For example, if one client send write request to an OSD, the reader
read the msg and get parse the msg such as msg type, data and so on.
so the msg type indicate what's the operations related with this msg,
and the data is the content (i.e. read/write request from client).
i see there are many messages types defined in /messages/*.h. is there
any document that explain which type message is doing what business.
i.e. for normal read/write requests, what is the message type? and so
on.
if my understanding is not correct, please figure out.

i feel that the message handling part is really complicated.

Thanks,
Sheng

On Fri, Jan 25, 2013 at 10:46 AM, Sage Weil <sage@xxxxxxxxxxx> wrote:
> On Fri, 25 Jan 2013, sheng qiu wrote:
>> Hi Sage,
>>
>> i am appreciated for your reply.
>>
>> by my understanding on reading the client codes, i think ceph
>> allocates msg based on individual file. In another word, if one client
>> is updating on different files (each file is doing small
>> writes/updates, i.e. 4kb), ceph has to compose different msgs for each
>> file and send them to the corresponding OSDs.
>
> Right.
>
>> if there are msgs
>> targeted on the same OSDs, can they be merged at client side?
>
> No..
>
>> This may
>> help if the bandwidth of network is not sufficient, although i do not
>> know how much the chance they fall onto the same OSDs.
>
> It would save on the header/footer msg overhead, but increase complexity
> on both sides (esp the OSD side).  I don't think it's worth it.
>
>> if my understanding is not correct, please figure out. i am doing
>> research on DFS, and pretty interested on ceph. Have you considered
>> manage a hybrid storage pool, while may compose of some faster devices
>> such as NVRAM/SSD and some slow devices such as HDD, and make ceph be
>> aware of this to better place/distribute data instead of a flat way.
>
> You can create different pols with different types of storage, and
> distribute uniformly ("flat") across each pool.  Eventually, we'd like
> cephfs to migrate files between pools based on temperature.
>
> Alternatively, you can build hybrid OSDs that combine SSD and HDDs (and/or
> NVRAM) and do the teiring inside each OSD.
>
> sage
>
>>
>> Thanks,
>> Sheng
>>
>>
>> On Thu, Jan 24, 2013 at 11:00 PM, Sage Weil <sage@xxxxxxxxxxx> wrote:
>> > Hi Sheng,
>> >
>> > On Thu, 24 Jan 2013, sheng qiu wrote:
>> >> i am trying to understand the ceph codes on client side.
>> >> for write path, if it's aio_write, the ceph_write_begin() allocate
>> >> pages in page cache to buffer the written data, however i did not see
>> >> it allocated any space on the remote OSDs (for local fs such as ext2,
>> >> the get_block() did this),
>> >> i suppose it's done later when invoke kernel flushing process to write
>> >> back the dirty pages.

◆ ◆ ◆ ◆ ◆

> Description of the task
Continue the email thread on the Ceph client code from the point where it stops.

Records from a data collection

◆ ◆ ◆ ◆ ◆

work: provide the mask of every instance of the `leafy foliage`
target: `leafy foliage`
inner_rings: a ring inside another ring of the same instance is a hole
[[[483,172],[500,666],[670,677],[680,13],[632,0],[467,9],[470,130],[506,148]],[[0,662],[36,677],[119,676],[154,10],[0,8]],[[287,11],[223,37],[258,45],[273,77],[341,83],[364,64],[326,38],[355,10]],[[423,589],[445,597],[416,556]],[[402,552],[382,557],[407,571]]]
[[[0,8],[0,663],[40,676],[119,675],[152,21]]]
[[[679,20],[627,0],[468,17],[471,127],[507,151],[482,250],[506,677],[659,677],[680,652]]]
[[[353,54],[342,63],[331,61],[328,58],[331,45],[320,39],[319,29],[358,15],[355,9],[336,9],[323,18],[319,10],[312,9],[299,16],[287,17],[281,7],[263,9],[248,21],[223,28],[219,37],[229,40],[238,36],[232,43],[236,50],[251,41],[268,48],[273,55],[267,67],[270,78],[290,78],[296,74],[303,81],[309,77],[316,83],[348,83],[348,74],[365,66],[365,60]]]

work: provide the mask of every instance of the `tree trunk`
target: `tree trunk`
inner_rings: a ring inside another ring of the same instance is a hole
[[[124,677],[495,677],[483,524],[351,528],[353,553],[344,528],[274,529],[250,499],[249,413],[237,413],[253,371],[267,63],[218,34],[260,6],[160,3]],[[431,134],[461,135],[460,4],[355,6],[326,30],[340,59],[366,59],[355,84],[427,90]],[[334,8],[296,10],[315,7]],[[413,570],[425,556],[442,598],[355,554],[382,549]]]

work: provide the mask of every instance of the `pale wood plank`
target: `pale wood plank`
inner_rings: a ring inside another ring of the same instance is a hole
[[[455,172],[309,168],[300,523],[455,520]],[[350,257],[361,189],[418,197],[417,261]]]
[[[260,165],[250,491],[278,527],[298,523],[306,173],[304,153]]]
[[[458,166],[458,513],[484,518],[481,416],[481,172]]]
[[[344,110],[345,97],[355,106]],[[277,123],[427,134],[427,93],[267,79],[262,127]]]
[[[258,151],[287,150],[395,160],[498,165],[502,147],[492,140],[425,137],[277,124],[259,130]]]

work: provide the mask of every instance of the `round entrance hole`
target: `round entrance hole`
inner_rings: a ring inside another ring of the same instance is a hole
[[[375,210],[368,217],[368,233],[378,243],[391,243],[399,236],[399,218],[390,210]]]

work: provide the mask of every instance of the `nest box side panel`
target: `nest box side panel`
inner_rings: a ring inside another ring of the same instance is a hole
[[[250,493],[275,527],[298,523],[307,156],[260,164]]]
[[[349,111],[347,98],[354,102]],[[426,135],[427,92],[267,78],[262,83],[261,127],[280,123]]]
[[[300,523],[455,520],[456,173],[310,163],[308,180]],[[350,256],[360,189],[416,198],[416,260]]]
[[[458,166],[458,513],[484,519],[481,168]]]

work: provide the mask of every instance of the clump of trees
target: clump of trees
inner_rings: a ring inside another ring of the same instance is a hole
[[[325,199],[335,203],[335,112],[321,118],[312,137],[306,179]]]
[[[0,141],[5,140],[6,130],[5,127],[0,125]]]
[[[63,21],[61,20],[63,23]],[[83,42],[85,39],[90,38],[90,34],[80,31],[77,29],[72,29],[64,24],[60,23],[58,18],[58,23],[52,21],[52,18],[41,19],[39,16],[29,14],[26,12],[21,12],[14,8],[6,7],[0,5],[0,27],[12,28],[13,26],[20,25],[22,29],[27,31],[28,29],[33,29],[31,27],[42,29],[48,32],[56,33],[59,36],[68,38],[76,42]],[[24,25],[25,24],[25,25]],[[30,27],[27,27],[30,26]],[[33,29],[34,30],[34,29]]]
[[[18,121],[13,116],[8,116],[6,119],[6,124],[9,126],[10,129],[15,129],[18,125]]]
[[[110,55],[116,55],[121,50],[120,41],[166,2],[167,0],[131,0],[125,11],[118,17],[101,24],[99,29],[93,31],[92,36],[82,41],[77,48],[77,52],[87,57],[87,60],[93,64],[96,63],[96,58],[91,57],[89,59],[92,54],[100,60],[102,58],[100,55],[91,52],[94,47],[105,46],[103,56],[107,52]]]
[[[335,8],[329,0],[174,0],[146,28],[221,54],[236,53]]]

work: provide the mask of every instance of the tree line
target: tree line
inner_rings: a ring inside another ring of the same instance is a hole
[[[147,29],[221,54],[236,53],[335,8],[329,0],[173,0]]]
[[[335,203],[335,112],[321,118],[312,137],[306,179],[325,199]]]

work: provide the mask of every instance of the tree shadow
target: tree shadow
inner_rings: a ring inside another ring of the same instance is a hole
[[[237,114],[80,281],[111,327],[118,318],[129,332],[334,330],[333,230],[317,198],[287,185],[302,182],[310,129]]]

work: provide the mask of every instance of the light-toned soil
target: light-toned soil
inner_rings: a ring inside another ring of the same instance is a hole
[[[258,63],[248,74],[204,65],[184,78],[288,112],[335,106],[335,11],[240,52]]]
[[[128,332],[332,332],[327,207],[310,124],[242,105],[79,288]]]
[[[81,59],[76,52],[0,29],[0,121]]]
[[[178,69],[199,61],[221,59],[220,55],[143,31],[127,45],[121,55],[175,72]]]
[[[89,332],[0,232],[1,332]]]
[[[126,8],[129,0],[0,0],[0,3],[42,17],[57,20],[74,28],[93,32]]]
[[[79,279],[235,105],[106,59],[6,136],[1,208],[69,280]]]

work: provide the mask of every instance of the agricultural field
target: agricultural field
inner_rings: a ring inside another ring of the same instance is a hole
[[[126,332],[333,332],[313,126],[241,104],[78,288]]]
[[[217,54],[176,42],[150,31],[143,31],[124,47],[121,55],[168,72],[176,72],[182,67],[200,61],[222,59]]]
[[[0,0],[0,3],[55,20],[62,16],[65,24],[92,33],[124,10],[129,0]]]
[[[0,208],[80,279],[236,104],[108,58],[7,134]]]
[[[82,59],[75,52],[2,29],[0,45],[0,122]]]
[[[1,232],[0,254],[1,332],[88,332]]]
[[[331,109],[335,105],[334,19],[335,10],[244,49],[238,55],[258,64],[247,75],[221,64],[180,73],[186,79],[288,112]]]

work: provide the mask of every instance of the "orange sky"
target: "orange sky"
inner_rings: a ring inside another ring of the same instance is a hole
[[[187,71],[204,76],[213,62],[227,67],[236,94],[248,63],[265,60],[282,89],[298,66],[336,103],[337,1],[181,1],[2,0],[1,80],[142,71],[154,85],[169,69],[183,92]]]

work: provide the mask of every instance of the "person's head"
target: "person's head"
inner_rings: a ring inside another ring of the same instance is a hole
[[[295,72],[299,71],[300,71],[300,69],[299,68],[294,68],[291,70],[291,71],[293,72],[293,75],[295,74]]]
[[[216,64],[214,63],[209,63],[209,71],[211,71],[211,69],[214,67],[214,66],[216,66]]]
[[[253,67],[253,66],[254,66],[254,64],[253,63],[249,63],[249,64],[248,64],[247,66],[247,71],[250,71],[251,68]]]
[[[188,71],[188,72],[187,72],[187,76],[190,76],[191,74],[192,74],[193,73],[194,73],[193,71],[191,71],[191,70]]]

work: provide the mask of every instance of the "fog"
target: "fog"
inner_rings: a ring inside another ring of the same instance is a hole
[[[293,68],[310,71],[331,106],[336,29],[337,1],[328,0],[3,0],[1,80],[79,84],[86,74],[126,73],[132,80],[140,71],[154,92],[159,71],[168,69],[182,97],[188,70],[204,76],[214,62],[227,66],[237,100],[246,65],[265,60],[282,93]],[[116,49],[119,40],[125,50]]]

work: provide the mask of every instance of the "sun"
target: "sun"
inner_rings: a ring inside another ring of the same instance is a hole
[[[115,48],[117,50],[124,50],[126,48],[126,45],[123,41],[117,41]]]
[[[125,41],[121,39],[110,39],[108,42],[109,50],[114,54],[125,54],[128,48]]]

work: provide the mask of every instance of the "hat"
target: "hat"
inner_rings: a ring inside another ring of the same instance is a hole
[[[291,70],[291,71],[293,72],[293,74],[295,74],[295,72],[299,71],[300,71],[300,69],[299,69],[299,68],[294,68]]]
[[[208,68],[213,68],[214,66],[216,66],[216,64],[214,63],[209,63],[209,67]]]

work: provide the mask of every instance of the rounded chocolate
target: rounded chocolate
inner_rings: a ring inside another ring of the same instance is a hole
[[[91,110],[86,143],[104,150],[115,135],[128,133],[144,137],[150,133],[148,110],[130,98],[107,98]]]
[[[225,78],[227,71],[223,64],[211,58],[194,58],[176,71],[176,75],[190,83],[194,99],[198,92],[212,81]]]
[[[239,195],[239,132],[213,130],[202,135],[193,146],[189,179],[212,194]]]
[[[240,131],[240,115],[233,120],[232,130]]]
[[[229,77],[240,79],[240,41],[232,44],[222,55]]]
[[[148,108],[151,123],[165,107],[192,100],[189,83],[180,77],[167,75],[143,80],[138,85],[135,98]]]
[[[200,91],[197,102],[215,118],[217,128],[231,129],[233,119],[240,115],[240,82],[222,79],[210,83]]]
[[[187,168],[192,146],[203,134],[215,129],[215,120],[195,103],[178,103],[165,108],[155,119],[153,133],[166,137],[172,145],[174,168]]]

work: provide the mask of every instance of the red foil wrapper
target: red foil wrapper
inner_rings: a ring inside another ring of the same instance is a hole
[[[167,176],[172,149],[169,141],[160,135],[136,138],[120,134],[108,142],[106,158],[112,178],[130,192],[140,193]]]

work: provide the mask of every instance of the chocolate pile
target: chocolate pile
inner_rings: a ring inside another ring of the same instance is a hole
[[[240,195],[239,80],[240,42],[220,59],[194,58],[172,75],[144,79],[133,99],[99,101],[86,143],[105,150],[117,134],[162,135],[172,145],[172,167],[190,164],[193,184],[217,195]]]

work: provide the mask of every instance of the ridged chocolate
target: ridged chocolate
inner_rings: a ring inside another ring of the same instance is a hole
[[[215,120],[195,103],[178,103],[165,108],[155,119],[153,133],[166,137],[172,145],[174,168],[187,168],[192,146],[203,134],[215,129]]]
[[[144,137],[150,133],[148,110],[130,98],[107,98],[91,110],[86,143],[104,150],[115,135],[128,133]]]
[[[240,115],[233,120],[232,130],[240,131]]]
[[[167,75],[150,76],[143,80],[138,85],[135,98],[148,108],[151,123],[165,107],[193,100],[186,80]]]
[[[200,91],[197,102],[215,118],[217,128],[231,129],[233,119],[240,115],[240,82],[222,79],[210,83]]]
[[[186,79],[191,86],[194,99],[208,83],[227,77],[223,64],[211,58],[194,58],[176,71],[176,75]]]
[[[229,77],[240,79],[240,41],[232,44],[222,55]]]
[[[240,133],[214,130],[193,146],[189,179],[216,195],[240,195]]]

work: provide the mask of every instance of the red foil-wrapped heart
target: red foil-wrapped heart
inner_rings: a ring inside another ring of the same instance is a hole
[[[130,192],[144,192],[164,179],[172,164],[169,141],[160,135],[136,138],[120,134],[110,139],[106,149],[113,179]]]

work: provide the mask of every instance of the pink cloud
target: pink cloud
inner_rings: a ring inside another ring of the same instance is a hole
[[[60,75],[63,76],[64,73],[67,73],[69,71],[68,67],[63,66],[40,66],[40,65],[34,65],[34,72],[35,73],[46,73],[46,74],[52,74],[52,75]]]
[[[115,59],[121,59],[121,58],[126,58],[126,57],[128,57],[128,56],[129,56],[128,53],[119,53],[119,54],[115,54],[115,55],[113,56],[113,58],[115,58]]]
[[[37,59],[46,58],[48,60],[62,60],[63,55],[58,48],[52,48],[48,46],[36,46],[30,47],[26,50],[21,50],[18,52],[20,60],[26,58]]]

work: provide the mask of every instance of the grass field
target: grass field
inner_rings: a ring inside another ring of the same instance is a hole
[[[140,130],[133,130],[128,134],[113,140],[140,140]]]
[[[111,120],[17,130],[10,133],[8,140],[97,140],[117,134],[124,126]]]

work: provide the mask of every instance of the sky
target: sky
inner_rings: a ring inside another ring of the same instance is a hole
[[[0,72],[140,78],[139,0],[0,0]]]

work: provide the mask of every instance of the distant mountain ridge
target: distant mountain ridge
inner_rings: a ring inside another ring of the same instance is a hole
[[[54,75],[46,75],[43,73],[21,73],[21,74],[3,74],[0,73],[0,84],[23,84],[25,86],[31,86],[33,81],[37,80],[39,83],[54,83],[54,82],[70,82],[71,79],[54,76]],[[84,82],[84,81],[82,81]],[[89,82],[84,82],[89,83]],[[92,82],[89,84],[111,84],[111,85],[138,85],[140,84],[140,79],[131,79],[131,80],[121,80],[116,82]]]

◆ ◆ ◆ ◆ ◆

> Final result
>> >
>> > Right.  Objects are instantiated and written to teh osds when the write
>> > operations are sent over the network, normally during writeback (via
>> > the ->writepages() op in addr.c).
>> >
>> >> i checked the ceph_writepages_start(), here it seems organize the
>> >> dirty data and prepare the requests to send to the OSDs.  For new
>> >> allocated written data, how it maps to the OSDs and where it is done?
>> >> is it done in ceph_osdc_new_request()?
>> >
>> > I happens later, when the actual request is ready to go over the wire. The
>> > target OSD may change in the meantime, or the request may have to be
>> > resent to another OSD.  As far as the upper layers are concerned, though,
>> > they are writing to the object, without caring where the object happens to
>> > currently live.
>> >
>> >> If the transfer unit is not limited to sizes of obj, i supposed that
>> >> ceph needed to packed several pieces of data (smaller than one obj
>> >> size)  together so that there won't be internal fragmentation for an
>> >> object. who does this job and which part of source codes/files are
>> >> related with this?
>> >
>> > Each file is striped over a different sequence of objects.  Small
>> > files mean small objects.  Large files stipe over (by default) 4
>> > MB objects.  It's the OSDs job to store these efficiently.  We just use a
>> > local file system.  btrfs is great about packing small files inline in the
>> > btree; xfs and ext4 are more convential fs's and pretty well.
>> >
>> > sage
>> >
>> >> I really want to get a deep understanding about the codes, so i raised
>> >> these questions. if my understanding is not correct, please figure
>> >> out. i will be very appreciated.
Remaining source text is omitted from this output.